> The exercise:
Return the following lines word for word, with nothing changed.

## Start Provided material

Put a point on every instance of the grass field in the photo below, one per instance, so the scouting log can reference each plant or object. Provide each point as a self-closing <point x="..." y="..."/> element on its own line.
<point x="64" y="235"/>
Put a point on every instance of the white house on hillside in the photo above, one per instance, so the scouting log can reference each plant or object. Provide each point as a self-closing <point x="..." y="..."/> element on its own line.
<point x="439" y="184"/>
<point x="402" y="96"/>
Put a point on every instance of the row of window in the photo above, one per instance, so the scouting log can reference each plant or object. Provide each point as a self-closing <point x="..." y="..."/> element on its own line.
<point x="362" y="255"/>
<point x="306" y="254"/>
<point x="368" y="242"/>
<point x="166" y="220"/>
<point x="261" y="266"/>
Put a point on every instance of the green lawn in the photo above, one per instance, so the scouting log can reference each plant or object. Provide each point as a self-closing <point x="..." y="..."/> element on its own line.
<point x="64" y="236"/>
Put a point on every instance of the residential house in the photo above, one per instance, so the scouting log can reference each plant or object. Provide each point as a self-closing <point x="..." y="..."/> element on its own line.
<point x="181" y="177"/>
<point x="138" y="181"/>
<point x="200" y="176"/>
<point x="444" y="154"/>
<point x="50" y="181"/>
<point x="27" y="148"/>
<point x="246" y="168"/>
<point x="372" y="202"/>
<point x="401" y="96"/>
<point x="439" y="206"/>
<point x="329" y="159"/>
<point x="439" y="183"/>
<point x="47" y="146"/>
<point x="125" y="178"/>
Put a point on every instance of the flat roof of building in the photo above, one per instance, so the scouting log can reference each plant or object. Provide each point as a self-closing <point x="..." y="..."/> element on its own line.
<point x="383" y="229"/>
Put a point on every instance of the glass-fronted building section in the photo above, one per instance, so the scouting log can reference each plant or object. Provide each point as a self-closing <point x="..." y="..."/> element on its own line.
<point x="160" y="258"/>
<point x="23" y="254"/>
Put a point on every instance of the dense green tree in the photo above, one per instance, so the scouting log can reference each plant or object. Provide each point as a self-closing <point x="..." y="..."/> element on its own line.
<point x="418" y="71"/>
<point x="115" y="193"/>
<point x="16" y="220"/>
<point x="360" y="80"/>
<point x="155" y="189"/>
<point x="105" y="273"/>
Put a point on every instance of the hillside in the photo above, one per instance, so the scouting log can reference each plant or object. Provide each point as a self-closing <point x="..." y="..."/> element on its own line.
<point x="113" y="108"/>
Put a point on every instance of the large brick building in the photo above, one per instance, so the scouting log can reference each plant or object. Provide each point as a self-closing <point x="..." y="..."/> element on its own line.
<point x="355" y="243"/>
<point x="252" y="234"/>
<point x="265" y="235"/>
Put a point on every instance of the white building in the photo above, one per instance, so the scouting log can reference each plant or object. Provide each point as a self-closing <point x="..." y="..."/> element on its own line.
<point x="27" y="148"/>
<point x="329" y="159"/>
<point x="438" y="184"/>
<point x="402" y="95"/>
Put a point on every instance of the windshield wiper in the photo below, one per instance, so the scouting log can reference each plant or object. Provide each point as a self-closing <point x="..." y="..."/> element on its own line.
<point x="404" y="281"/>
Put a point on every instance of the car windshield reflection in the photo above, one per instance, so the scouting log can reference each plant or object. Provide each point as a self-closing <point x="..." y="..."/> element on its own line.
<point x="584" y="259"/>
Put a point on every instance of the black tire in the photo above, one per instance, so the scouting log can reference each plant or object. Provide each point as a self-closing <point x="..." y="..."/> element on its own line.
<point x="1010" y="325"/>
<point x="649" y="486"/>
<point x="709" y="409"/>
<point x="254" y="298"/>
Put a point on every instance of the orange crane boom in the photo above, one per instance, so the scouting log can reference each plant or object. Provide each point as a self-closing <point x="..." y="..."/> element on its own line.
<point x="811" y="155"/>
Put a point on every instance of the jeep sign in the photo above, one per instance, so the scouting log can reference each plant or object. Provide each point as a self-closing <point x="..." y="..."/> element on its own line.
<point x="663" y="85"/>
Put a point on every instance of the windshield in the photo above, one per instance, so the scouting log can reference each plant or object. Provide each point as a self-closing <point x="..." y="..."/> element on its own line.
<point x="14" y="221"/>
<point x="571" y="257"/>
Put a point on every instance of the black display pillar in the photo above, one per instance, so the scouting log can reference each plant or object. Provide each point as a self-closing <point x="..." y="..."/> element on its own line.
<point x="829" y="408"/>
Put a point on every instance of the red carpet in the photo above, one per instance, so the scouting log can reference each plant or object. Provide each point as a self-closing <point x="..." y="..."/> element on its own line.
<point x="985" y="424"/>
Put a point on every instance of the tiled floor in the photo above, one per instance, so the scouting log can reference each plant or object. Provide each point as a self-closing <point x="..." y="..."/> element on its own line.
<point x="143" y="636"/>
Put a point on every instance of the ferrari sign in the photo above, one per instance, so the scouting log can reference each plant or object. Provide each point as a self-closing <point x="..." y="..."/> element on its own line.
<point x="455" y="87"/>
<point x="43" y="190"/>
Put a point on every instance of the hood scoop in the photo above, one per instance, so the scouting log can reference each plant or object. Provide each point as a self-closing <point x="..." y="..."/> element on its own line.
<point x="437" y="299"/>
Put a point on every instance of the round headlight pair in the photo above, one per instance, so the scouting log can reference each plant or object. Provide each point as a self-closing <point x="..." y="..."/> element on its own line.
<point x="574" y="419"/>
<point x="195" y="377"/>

## End Provided material

> Correct output:
Put a point on every instance of the grass field in the photo below, one per instance, so the scouting log can reference each plant or object. Provide each point as a self-closing <point x="..." y="..."/> element on its own line.
<point x="64" y="235"/>
Put a point on every instance of the white house on hillside in the photo above, one per instance, so the scouting log can reference each plant or object. Provide each point as a self-closing <point x="..." y="..."/> element on its own line.
<point x="439" y="184"/>
<point x="402" y="96"/>
Put a point on every instance of the row of window in the photo above, one per instance, so the scouting log can reference each plant or object. Provide each point as a self-closing <point x="..." y="..."/> element on its own line.
<point x="362" y="255"/>
<point x="306" y="254"/>
<point x="368" y="242"/>
<point x="166" y="220"/>
<point x="261" y="266"/>
Put a point on every instance of the green lawn in the photo above, one per instance, so the scouting log can reference each plant or object. Provide each point as a self-closing <point x="..." y="..."/> element on its own line.
<point x="64" y="236"/>
Put a point on every instance of the residential house in the photo above, one per instance, so the scouting log can reference each plant or object. Provide each point as a self-closing <point x="..." y="..."/> element on its own line.
<point x="181" y="177"/>
<point x="138" y="181"/>
<point x="200" y="176"/>
<point x="444" y="154"/>
<point x="50" y="181"/>
<point x="27" y="148"/>
<point x="246" y="168"/>
<point x="372" y="202"/>
<point x="401" y="96"/>
<point x="439" y="206"/>
<point x="329" y="159"/>
<point x="439" y="183"/>
<point x="47" y="146"/>
<point x="125" y="178"/>
Put a point on every instance of the flat roof of building in the photo above, one per instance, so the scouting log can reference each plant or object. Provide each point as a self-closing <point x="..." y="..."/> element on its own line.
<point x="383" y="229"/>
Put a point on every instance of the glass-fronted building section in the photo above, one per instance, so the scouting log can reference each plant or object. Provide each point as a self-closing <point x="..." y="..."/> element on its own line.
<point x="160" y="258"/>
<point x="23" y="254"/>
Put a point on every instance of the dense green tree in the photo above, one per instance, so the scouting log can reference each plant or object. Provide each point as a self-closing <point x="..." y="..."/> element on its own line.
<point x="418" y="71"/>
<point x="115" y="193"/>
<point x="16" y="220"/>
<point x="360" y="80"/>
<point x="155" y="189"/>
<point x="105" y="273"/>
Put a point on every instance of the hillside in the photo above, one per instance, so the scouting log can reference each plant or object. Provide each point as a self-closing <point x="..." y="..."/> element on its own line.
<point x="113" y="108"/>
Put a point on every instance of the large brick building in the photo above, one per instance, so the scouting log can reference each plant or object. Provide each point as a self-closing <point x="..." y="..."/> element on its own line.
<point x="355" y="243"/>
<point x="252" y="234"/>
<point x="265" y="235"/>
Put a point on every instance of the white building in the photo above, one per instance, so the scouting log can reference each plant or object. Provide each point as a self-closing <point x="..." y="..."/> element on its own line.
<point x="27" y="148"/>
<point x="329" y="159"/>
<point x="438" y="184"/>
<point x="402" y="95"/>
Put a point on every instance of the windshield wiper in the photo below, one per instance, so the scouting log can reference each plant or object. Provide each point as a self-closing <point x="..." y="..."/> element on its own line.
<point x="404" y="281"/>
Put a point on every instance of the car windshield reflection in the photo above, one per instance, so the scouting log can reference each plant or object. Provide each point as a self-closing <point x="..." y="..."/> element on its own line.
<point x="584" y="259"/>
Put a point on every instance of the black tire in the photo above, one per instance, so the scouting log can reference each plant or object. Provide each point as a self-closing <point x="..." y="..."/> element on its own line.
<point x="1010" y="325"/>
<point x="649" y="486"/>
<point x="709" y="409"/>
<point x="254" y="298"/>
Put a point on every instance of the orange crane boom in the photo above, one per instance, so the scouting log can reference each plant or object. Provide each point as a self-closing <point x="..." y="..."/> element on its own line.
<point x="811" y="155"/>
Put a point on every instance of the jeep sign in the photo above, one per instance, so the scouting log can reference each plant or object. Provide each point as a self-closing <point x="..." y="..."/> element on its own line.
<point x="663" y="85"/>
Put a point on every instance of the windshield in the photo above, one per instance, so the scouting log can reference each plant or object. Provide each point as a self-closing <point x="..." y="..."/> element on its own line.
<point x="14" y="221"/>
<point x="571" y="257"/>
Put a point on every instance of the black display pillar in the photo above, one per instance, so the scouting log can reference each plant or object. Provide each point as a self-closing <point x="..." y="..."/> element on its own line.
<point x="829" y="408"/>
Put a point on every instance of the red carpet in the photo above, one per instance, so the scouting log can reference each plant or object. Provide each point as a self-closing <point x="..." y="..."/> element on its own line.
<point x="985" y="424"/>
Put a point on every instance of the tiled floor in the photo above, one per instance, so the scouting log can reference each plant or object. Provide each point as a self-closing <point x="..." y="..."/> element on its own line.
<point x="143" y="636"/>
Put a point on every instance of the ferrari sign in the photo above, one per instance, so the scouting log can reference each plant or object. Provide each point as a self-closing <point x="..." y="..."/> element on its own line.
<point x="455" y="87"/>
<point x="43" y="190"/>
Put a point on every instance of the hood scoop in the photo above, one per instance, so the scouting log can reference each plant or object. Provide each point as a self-closing <point x="..." y="..."/> element on its own line.
<point x="437" y="299"/>
Put a point on every instance of the round headlight pair in the photo above, one per instance, so the scouting log can reference each plant or object. Provide each point as a self-closing <point x="..." y="..."/> element on its own line.
<point x="574" y="419"/>
<point x="195" y="377"/>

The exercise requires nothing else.